§ **Exercise task**: Omitting all pictures, copy word for word the lines from the line containing "If you could mark the distant hill" through the final line of the entries.

┌────────

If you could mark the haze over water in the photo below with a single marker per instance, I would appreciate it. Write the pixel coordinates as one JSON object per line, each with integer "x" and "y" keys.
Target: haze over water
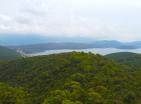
{"x": 102, "y": 51}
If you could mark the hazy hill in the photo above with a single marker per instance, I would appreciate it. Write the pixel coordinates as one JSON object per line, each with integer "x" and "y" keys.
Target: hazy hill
{"x": 35, "y": 48}
{"x": 131, "y": 59}
{"x": 8, "y": 54}
{"x": 68, "y": 78}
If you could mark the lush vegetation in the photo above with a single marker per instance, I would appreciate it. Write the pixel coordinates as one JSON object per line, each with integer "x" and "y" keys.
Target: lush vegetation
{"x": 131, "y": 59}
{"x": 69, "y": 78}
{"x": 8, "y": 54}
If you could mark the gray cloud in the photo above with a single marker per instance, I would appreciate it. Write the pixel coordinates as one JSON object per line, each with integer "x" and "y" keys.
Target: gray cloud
{"x": 102, "y": 19}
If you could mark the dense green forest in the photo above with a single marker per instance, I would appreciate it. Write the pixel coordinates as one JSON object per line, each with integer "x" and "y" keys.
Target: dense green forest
{"x": 8, "y": 54}
{"x": 69, "y": 78}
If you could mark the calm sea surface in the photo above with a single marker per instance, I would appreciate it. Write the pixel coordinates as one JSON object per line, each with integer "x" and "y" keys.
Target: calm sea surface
{"x": 102, "y": 51}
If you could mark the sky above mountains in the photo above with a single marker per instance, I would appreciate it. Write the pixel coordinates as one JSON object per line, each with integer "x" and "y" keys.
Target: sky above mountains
{"x": 98, "y": 19}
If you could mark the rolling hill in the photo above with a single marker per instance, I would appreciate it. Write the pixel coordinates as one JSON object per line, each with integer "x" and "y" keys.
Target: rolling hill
{"x": 128, "y": 58}
{"x": 8, "y": 54}
{"x": 68, "y": 78}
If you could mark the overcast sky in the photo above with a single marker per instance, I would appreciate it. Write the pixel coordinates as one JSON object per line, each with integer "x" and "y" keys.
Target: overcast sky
{"x": 98, "y": 19}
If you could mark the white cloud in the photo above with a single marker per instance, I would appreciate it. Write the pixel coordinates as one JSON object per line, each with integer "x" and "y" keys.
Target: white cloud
{"x": 100, "y": 19}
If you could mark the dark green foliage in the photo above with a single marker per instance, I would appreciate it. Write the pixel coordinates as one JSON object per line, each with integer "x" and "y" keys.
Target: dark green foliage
{"x": 11, "y": 95}
{"x": 8, "y": 54}
{"x": 128, "y": 58}
{"x": 73, "y": 78}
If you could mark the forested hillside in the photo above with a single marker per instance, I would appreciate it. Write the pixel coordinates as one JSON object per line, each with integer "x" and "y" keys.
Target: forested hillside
{"x": 68, "y": 78}
{"x": 131, "y": 59}
{"x": 8, "y": 54}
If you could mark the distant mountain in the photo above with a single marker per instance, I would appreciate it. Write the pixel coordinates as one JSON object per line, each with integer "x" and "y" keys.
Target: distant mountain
{"x": 26, "y": 39}
{"x": 35, "y": 48}
{"x": 8, "y": 54}
{"x": 128, "y": 58}
{"x": 68, "y": 78}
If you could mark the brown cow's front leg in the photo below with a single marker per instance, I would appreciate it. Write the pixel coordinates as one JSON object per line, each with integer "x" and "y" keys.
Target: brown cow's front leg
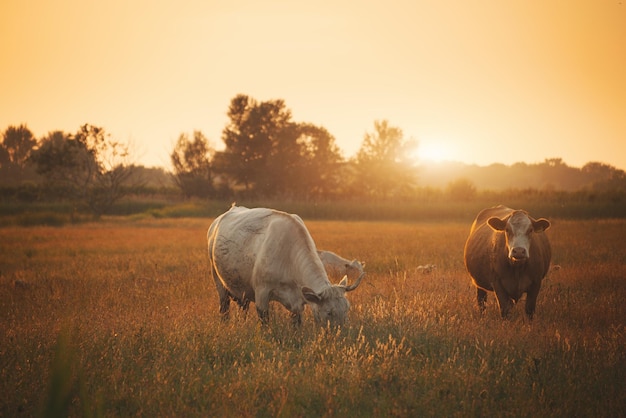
{"x": 296, "y": 319}
{"x": 481, "y": 297}
{"x": 504, "y": 300}
{"x": 531, "y": 299}
{"x": 262, "y": 302}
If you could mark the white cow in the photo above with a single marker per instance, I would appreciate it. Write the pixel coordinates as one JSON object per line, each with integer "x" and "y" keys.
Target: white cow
{"x": 262, "y": 255}
{"x": 338, "y": 267}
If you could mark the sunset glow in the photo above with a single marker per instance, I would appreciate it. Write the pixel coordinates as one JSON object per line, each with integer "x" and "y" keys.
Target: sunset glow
{"x": 545, "y": 77}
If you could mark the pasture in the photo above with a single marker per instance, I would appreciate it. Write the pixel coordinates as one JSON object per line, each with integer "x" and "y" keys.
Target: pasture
{"x": 120, "y": 318}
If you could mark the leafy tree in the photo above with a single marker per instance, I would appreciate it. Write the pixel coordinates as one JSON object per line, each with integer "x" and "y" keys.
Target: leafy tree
{"x": 268, "y": 154}
{"x": 319, "y": 171}
{"x": 252, "y": 139}
{"x": 192, "y": 165}
{"x": 88, "y": 168}
{"x": 382, "y": 163}
{"x": 17, "y": 144}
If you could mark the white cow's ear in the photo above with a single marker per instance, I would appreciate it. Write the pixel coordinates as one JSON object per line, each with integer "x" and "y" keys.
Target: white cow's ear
{"x": 310, "y": 295}
{"x": 497, "y": 223}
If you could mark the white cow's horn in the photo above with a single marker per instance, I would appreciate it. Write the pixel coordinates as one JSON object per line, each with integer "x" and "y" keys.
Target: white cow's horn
{"x": 355, "y": 284}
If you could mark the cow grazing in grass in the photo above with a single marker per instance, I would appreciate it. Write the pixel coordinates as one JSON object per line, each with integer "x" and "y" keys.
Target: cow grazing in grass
{"x": 507, "y": 252}
{"x": 262, "y": 255}
{"x": 337, "y": 267}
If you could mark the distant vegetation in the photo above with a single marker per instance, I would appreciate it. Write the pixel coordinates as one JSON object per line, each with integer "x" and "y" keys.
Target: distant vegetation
{"x": 269, "y": 157}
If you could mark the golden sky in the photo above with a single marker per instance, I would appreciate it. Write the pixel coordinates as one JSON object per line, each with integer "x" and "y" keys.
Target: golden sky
{"x": 474, "y": 81}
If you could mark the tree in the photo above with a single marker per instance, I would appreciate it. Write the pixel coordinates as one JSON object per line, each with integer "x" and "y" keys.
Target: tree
{"x": 383, "y": 165}
{"x": 192, "y": 165}
{"x": 318, "y": 174}
{"x": 17, "y": 144}
{"x": 87, "y": 168}
{"x": 260, "y": 143}
{"x": 268, "y": 154}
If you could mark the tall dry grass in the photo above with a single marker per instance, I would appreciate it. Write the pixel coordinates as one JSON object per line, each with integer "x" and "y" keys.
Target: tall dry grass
{"x": 121, "y": 318}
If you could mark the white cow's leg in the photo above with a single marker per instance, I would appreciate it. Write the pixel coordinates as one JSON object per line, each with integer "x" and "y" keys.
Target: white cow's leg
{"x": 262, "y": 303}
{"x": 223, "y": 295}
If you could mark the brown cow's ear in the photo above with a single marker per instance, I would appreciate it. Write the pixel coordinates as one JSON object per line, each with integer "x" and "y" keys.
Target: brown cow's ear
{"x": 541, "y": 225}
{"x": 344, "y": 281}
{"x": 310, "y": 295}
{"x": 497, "y": 223}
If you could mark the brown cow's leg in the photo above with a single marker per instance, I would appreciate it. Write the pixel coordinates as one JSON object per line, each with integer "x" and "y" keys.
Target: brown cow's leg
{"x": 296, "y": 318}
{"x": 504, "y": 301}
{"x": 481, "y": 296}
{"x": 262, "y": 302}
{"x": 531, "y": 299}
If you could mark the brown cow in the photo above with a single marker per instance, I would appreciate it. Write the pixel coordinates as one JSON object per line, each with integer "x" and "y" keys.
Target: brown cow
{"x": 507, "y": 253}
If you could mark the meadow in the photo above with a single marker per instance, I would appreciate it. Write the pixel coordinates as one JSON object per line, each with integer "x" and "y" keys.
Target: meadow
{"x": 120, "y": 318}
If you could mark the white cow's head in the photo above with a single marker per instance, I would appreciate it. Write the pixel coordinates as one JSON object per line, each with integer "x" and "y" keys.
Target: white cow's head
{"x": 518, "y": 228}
{"x": 330, "y": 306}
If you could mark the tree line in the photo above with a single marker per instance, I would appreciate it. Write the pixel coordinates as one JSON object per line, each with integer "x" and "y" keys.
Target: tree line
{"x": 266, "y": 154}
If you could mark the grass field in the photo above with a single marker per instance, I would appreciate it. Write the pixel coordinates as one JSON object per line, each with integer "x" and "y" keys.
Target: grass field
{"x": 120, "y": 318}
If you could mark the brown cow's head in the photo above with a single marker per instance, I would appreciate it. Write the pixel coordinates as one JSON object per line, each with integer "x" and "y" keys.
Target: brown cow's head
{"x": 518, "y": 228}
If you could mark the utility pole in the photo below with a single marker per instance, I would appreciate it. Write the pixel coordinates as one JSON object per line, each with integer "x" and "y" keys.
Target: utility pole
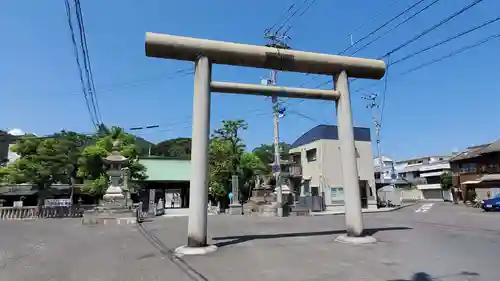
{"x": 374, "y": 105}
{"x": 277, "y": 40}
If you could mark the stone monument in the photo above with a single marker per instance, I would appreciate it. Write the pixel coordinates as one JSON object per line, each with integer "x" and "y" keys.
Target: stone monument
{"x": 235, "y": 207}
{"x": 113, "y": 204}
{"x": 262, "y": 199}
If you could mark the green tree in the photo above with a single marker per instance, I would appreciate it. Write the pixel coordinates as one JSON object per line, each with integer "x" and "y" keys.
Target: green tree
{"x": 251, "y": 165}
{"x": 91, "y": 166}
{"x": 179, "y": 148}
{"x": 446, "y": 181}
{"x": 42, "y": 162}
{"x": 225, "y": 151}
{"x": 265, "y": 152}
{"x": 230, "y": 132}
{"x": 219, "y": 167}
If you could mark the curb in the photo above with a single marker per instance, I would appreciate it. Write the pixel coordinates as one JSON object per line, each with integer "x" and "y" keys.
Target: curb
{"x": 366, "y": 212}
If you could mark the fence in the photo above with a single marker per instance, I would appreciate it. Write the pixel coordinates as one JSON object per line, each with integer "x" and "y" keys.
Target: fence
{"x": 33, "y": 212}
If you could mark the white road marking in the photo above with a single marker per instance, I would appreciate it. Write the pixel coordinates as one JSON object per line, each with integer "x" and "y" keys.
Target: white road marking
{"x": 424, "y": 208}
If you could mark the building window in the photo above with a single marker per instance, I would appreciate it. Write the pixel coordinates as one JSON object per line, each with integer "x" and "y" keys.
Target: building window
{"x": 336, "y": 194}
{"x": 311, "y": 155}
{"x": 468, "y": 168}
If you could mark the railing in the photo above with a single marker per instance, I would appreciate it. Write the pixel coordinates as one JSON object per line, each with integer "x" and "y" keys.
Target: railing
{"x": 295, "y": 170}
{"x": 33, "y": 212}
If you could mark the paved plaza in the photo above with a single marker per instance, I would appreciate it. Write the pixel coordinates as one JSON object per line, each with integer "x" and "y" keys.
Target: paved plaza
{"x": 444, "y": 242}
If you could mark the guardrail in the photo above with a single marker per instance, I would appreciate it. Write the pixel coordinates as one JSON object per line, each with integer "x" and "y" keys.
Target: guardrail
{"x": 34, "y": 212}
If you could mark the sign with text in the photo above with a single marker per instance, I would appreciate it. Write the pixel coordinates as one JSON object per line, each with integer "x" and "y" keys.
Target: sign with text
{"x": 337, "y": 193}
{"x": 57, "y": 202}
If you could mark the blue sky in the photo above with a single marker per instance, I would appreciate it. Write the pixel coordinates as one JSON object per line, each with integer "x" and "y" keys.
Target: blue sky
{"x": 449, "y": 105}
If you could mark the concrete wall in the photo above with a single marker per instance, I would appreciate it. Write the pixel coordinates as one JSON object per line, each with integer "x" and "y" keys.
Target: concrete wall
{"x": 326, "y": 172}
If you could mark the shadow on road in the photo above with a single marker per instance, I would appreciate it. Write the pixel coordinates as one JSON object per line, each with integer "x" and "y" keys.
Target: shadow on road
{"x": 422, "y": 276}
{"x": 244, "y": 238}
{"x": 419, "y": 276}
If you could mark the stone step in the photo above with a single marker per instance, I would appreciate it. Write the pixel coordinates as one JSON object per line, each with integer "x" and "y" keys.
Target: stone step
{"x": 108, "y": 221}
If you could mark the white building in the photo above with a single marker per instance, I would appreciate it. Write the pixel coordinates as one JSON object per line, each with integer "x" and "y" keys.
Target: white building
{"x": 423, "y": 174}
{"x": 318, "y": 166}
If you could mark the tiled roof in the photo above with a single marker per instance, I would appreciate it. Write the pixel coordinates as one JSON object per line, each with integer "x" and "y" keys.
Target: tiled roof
{"x": 470, "y": 153}
{"x": 329, "y": 132}
{"x": 493, "y": 147}
{"x": 164, "y": 169}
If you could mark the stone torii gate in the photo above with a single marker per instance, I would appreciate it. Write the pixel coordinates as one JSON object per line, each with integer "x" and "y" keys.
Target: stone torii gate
{"x": 206, "y": 52}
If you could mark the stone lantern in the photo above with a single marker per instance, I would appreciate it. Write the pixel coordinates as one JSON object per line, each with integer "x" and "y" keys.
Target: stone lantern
{"x": 115, "y": 161}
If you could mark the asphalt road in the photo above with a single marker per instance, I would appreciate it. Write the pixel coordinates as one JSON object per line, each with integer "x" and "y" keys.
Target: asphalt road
{"x": 440, "y": 241}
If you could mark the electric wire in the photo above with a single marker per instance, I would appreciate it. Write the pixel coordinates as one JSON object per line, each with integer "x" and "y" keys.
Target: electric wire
{"x": 380, "y": 27}
{"x": 432, "y": 28}
{"x": 88, "y": 66}
{"x": 452, "y": 54}
{"x": 76, "y": 54}
{"x": 460, "y": 34}
{"x": 395, "y": 27}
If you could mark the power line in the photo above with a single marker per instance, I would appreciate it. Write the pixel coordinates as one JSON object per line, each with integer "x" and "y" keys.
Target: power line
{"x": 452, "y": 16}
{"x": 86, "y": 60}
{"x": 298, "y": 9}
{"x": 452, "y": 54}
{"x": 86, "y": 56}
{"x": 76, "y": 54}
{"x": 176, "y": 74}
{"x": 396, "y": 26}
{"x": 380, "y": 27}
{"x": 386, "y": 8}
{"x": 431, "y": 62}
{"x": 421, "y": 34}
{"x": 446, "y": 40}
{"x": 279, "y": 20}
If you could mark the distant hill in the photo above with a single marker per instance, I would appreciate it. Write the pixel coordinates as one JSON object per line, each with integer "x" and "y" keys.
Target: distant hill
{"x": 143, "y": 146}
{"x": 178, "y": 148}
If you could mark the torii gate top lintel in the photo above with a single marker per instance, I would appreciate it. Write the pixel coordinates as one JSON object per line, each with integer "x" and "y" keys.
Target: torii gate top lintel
{"x": 220, "y": 52}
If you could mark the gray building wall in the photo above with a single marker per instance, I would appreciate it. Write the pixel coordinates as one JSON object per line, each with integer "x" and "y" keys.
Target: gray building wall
{"x": 326, "y": 172}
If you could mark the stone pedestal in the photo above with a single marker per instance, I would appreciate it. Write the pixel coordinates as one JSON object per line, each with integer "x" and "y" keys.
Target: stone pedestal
{"x": 235, "y": 209}
{"x": 112, "y": 207}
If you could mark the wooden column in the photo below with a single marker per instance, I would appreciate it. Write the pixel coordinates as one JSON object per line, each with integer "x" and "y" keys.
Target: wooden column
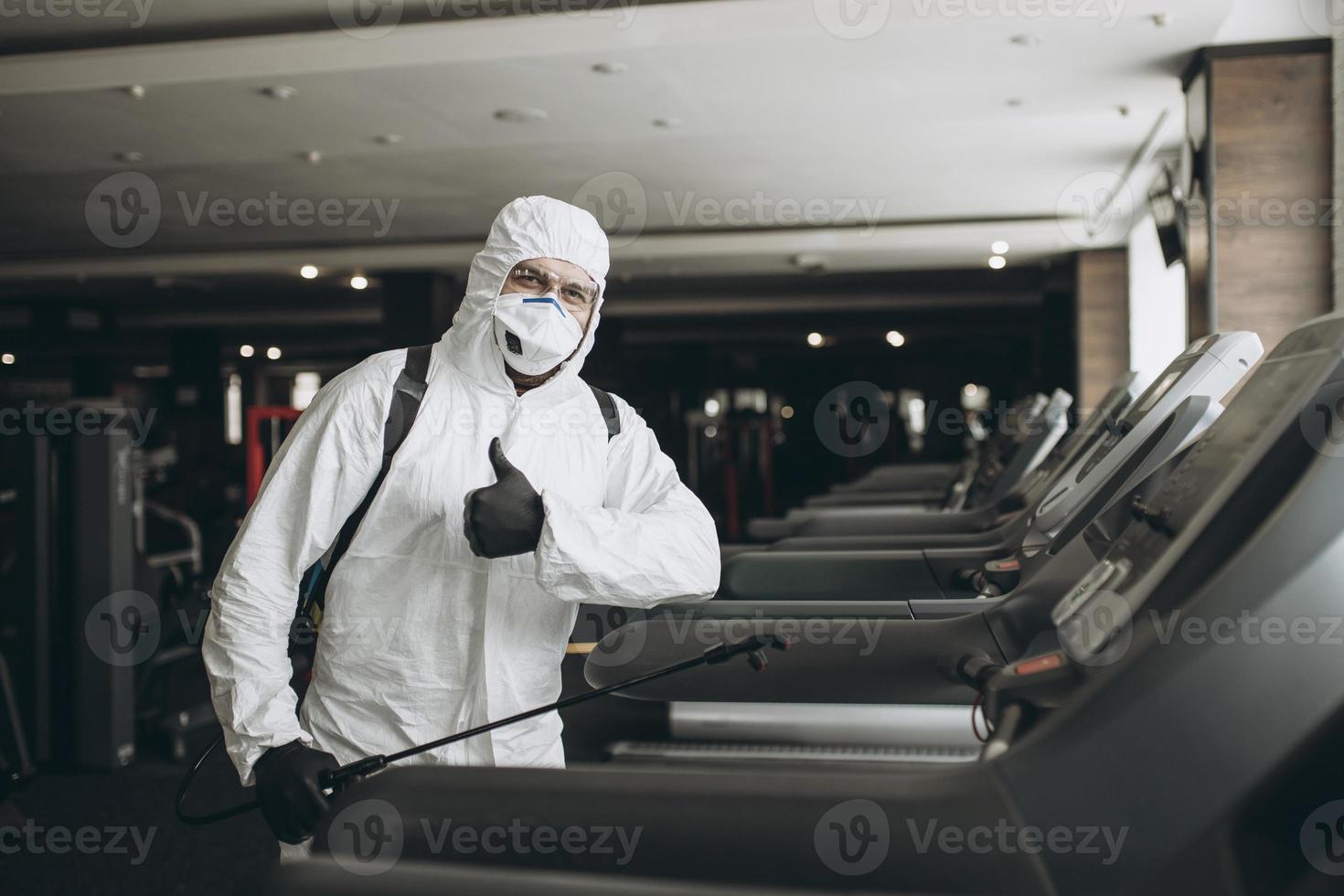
{"x": 1261, "y": 183}
{"x": 1103, "y": 294}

└────────

§ **Correct answer**:
If you could mark the distant hill in the photo above with a single marker per instance, I would appreciate it. Write the pixel coordinates as one JSON object per line, each with integer "x" and "y" keys.
Target: distant hill
{"x": 143, "y": 146}
{"x": 178, "y": 148}
If you could mark the torii gate top lintel in the photo above with a single marker per instance, I would appreciate it. Write the pixel coordinates as one JSON object per line, each with integer "x" and "y" keys.
Target: torii gate top lintel
{"x": 220, "y": 52}
If you could mark the gray building wall in the photo above with a single marker per instance, I would appreciate it. Write the pixel coordinates as one JSON object per line, each with integer "x" and "y" keys.
Target: gray building wall
{"x": 326, "y": 172}
If you could mark the stone pedestal in the photo above with a single marker per instance, I would appreciate it. Write the pixel coordinates as one JSON object per line, each with integer "x" and "y" keys.
Target: stone pedestal
{"x": 235, "y": 209}
{"x": 112, "y": 207}
If you could mark the wooden column in the photo below with a single marker per instance, I would appreciate it. Write the pixel coordinates as one JSON object per line, each with integer "x" and "y" keys.
Target: wooden column
{"x": 1261, "y": 183}
{"x": 1103, "y": 294}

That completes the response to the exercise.